◆ **Requirement**
Repeat every entry word for word, but leave the images out of your copy.

— BEGIN —

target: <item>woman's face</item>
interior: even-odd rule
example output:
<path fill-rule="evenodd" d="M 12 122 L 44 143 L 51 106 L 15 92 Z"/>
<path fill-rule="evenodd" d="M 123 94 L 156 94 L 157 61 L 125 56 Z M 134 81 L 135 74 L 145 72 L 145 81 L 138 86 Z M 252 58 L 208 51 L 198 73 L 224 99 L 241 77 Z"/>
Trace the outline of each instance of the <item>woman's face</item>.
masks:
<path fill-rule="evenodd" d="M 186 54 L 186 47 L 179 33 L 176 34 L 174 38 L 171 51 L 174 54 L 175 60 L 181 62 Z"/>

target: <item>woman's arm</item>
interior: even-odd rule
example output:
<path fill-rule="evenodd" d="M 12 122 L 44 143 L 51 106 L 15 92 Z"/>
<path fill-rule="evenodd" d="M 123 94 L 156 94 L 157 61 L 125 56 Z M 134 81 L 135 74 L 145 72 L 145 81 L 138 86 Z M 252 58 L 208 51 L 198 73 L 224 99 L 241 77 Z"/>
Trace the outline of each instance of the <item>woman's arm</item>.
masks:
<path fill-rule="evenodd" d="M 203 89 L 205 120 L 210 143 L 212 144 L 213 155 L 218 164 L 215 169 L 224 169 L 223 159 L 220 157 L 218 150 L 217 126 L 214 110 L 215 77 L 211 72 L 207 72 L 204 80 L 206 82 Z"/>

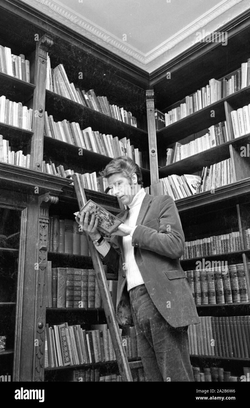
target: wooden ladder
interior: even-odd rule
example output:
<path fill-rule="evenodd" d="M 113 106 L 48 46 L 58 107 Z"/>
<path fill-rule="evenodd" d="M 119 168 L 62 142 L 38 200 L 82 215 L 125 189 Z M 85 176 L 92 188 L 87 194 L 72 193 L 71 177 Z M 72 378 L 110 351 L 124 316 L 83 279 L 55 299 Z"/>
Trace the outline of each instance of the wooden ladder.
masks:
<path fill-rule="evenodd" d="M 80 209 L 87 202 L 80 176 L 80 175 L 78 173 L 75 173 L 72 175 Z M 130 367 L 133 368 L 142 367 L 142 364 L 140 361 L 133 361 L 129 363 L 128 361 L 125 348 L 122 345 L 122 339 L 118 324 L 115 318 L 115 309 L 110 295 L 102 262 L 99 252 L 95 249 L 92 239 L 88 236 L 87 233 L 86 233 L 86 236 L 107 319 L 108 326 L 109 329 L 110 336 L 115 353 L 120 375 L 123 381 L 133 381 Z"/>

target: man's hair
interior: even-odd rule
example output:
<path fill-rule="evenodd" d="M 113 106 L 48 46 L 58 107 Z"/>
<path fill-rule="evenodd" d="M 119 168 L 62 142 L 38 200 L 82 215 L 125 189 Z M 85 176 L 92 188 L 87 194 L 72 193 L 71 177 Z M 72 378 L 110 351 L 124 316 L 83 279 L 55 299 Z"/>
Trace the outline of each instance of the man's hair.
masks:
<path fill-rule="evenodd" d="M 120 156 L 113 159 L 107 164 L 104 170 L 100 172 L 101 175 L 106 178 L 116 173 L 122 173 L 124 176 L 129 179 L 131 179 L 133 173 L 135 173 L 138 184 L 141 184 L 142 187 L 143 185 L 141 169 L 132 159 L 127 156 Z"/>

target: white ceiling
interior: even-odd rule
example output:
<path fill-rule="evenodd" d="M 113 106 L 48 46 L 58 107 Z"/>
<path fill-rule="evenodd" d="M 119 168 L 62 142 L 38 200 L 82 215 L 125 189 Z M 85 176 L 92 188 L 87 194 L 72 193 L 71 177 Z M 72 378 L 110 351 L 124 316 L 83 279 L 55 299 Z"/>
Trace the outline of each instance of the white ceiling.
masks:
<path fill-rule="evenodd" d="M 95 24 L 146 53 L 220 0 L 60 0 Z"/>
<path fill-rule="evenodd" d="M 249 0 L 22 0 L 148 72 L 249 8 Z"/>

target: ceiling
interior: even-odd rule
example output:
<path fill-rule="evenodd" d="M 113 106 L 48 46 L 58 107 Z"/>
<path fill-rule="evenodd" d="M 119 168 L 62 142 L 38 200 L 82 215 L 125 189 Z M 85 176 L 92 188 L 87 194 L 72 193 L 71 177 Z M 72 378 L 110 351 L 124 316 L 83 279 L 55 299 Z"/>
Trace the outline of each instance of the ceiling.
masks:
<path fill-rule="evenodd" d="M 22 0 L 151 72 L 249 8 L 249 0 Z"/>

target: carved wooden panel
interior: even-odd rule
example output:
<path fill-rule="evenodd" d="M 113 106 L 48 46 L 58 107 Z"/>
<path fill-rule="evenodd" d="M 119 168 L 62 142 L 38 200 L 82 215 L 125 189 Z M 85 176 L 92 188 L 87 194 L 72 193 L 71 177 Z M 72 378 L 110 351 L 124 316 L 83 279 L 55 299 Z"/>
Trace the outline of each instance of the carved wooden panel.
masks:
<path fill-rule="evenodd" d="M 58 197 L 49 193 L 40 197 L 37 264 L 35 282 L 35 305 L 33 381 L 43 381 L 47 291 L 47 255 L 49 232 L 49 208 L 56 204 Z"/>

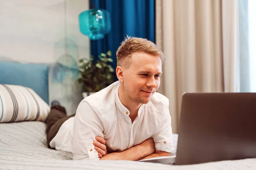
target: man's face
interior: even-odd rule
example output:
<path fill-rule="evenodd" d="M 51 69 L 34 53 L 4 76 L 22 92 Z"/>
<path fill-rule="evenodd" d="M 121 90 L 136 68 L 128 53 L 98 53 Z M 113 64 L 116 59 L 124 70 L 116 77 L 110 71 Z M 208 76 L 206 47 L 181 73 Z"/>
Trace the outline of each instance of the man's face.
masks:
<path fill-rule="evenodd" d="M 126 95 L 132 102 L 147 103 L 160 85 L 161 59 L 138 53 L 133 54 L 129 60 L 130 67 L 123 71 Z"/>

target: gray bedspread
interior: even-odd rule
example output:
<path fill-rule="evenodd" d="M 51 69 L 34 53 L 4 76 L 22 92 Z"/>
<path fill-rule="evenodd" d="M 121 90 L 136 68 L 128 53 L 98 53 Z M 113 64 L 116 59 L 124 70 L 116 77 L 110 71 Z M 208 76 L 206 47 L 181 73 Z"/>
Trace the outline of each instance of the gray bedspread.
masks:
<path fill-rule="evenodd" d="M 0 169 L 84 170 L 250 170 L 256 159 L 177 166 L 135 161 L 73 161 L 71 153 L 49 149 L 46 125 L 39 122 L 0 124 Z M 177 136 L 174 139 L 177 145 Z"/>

— END —

◆ **Answer**
target: <item>woman's face</item>
interior: even-odd rule
example output:
<path fill-rule="evenodd" d="M 12 122 L 44 143 L 51 106 L 15 92 Z"/>
<path fill-rule="evenodd" d="M 123 94 L 156 94 L 157 61 L 125 56 Z M 134 81 L 135 74 L 145 72 L 145 81 L 138 86 Z M 252 58 L 208 51 L 198 73 L 224 99 L 241 77 Z"/>
Trace the outline of each instance of the <item>woman's face</item>.
masks:
<path fill-rule="evenodd" d="M 186 54 L 186 47 L 179 33 L 176 34 L 174 38 L 171 51 L 174 54 L 175 60 L 181 62 Z"/>

target: <item>woman's arm</item>
interior: even-odd rule
example output:
<path fill-rule="evenodd" d="M 12 122 L 44 143 L 51 106 L 15 92 Z"/>
<path fill-rule="evenodd" d="M 123 94 L 156 94 L 157 61 L 125 56 Z M 134 81 L 135 74 L 145 72 L 145 81 L 138 86 Z M 252 58 L 208 51 L 198 73 L 224 99 L 241 77 Z"/>
Trace the outline of each instance of the <item>woman's arm</item>.
masks:
<path fill-rule="evenodd" d="M 203 89 L 205 120 L 210 143 L 212 144 L 213 155 L 218 164 L 215 169 L 224 169 L 223 159 L 220 157 L 218 150 L 217 126 L 214 110 L 215 77 L 211 72 L 207 72 L 204 80 L 206 82 Z"/>

target: wooden ladder
interior: even-odd rule
example output:
<path fill-rule="evenodd" d="M 113 106 L 48 46 L 58 107 Z"/>
<path fill-rule="evenodd" d="M 119 168 L 62 142 L 38 200 L 82 215 L 125 189 Z M 85 176 L 92 188 L 87 194 L 72 193 L 71 177 Z M 72 378 L 110 351 L 124 316 L 83 279 L 55 299 Z"/>
Trace the outline of each instance of the wooden ladder.
masks:
<path fill-rule="evenodd" d="M 80 209 L 87 202 L 80 176 L 80 175 L 78 173 L 75 173 L 72 175 Z M 130 367 L 133 368 L 142 367 L 142 364 L 140 361 L 133 361 L 129 363 L 128 361 L 125 348 L 122 345 L 122 339 L 118 324 L 115 318 L 115 309 L 110 295 L 102 262 L 99 252 L 95 249 L 92 239 L 88 236 L 87 233 L 86 233 L 86 236 L 107 319 L 108 326 L 109 329 L 110 336 L 115 353 L 120 375 L 123 381 L 133 381 Z"/>

target: man's hair
interior: even-odd rule
example output:
<path fill-rule="evenodd" d="M 113 106 L 48 46 L 58 107 Z"/>
<path fill-rule="evenodd" d="M 119 168 L 62 142 L 38 200 L 82 215 L 125 189 Z M 85 176 L 92 188 L 87 194 L 72 193 L 71 177 Z M 72 378 L 110 351 L 124 316 L 83 279 L 55 299 Z"/>
Trace the outline of each instance of the man's hair.
masks:
<path fill-rule="evenodd" d="M 120 156 L 113 159 L 107 164 L 104 170 L 100 172 L 101 175 L 106 178 L 116 173 L 122 173 L 124 176 L 129 179 L 131 179 L 133 173 L 135 173 L 138 184 L 141 184 L 142 187 L 143 185 L 141 169 L 132 159 L 127 156 Z"/>

target: white ceiling
interior: even-odd rule
example output:
<path fill-rule="evenodd" d="M 113 106 L 48 46 L 58 107 Z"/>
<path fill-rule="evenodd" d="M 119 168 L 62 142 L 38 200 L 82 215 L 125 189 Z M 85 176 L 92 188 L 87 194 L 72 193 L 71 177 Z M 72 378 L 110 351 L 124 316 L 83 279 L 55 299 Z"/>
Trace the outline of each instance of the white ceiling.
masks:
<path fill-rule="evenodd" d="M 95 24 L 146 53 L 220 0 L 60 0 Z"/>
<path fill-rule="evenodd" d="M 249 0 L 22 0 L 148 72 L 249 8 Z"/>

target: ceiling
interior: even-odd rule
example output:
<path fill-rule="evenodd" d="M 113 106 L 48 46 L 58 107 Z"/>
<path fill-rule="evenodd" d="M 119 168 L 62 142 L 38 200 L 82 215 L 125 189 Z M 85 176 L 92 188 L 87 194 L 72 193 L 71 177 Z M 72 378 L 110 351 L 124 316 L 83 279 L 55 299 Z"/>
Trace the outline of each instance of the ceiling.
masks:
<path fill-rule="evenodd" d="M 22 0 L 151 72 L 249 8 L 249 0 Z"/>

target: carved wooden panel
interior: even-odd rule
example output:
<path fill-rule="evenodd" d="M 113 106 L 48 46 L 58 107 Z"/>
<path fill-rule="evenodd" d="M 119 168 L 62 142 L 38 200 L 82 215 L 125 189 Z M 85 176 L 92 188 L 87 194 L 72 193 L 71 177 Z M 72 378 L 110 351 L 124 316 L 83 279 L 55 299 Z"/>
Trace the outline of each instance of the carved wooden panel.
masks:
<path fill-rule="evenodd" d="M 58 197 L 49 193 L 40 197 L 37 264 L 35 282 L 35 305 L 33 381 L 43 381 L 47 291 L 47 255 L 49 232 L 49 208 L 56 204 Z"/>

target: man's face
interior: even-odd rule
example output:
<path fill-rule="evenodd" d="M 51 69 L 34 53 L 4 76 L 22 92 Z"/>
<path fill-rule="evenodd" d="M 121 90 L 136 68 L 128 53 L 98 53 Z M 113 64 L 116 59 L 124 70 L 116 77 L 110 71 Z M 208 76 L 206 47 L 181 73 Z"/>
Trace the outline of each instance of the man's face.
masks:
<path fill-rule="evenodd" d="M 126 95 L 132 102 L 147 103 L 160 85 L 161 59 L 138 53 L 133 54 L 129 60 L 130 67 L 123 71 Z"/>

target: gray bedspread
interior: even-odd rule
example output:
<path fill-rule="evenodd" d="M 51 69 L 34 53 L 4 76 L 22 92 Z"/>
<path fill-rule="evenodd" d="M 121 90 L 136 68 L 128 53 L 98 53 Z M 113 64 L 116 59 L 124 70 L 116 77 L 110 71 Z M 208 76 L 206 47 L 181 73 Z"/>
Trace the outline of each instance of the gray bedspread.
masks:
<path fill-rule="evenodd" d="M 0 169 L 84 170 L 250 170 L 256 159 L 177 166 L 135 161 L 73 161 L 71 153 L 49 149 L 46 125 L 39 122 L 0 124 Z M 177 136 L 174 139 L 177 145 Z"/>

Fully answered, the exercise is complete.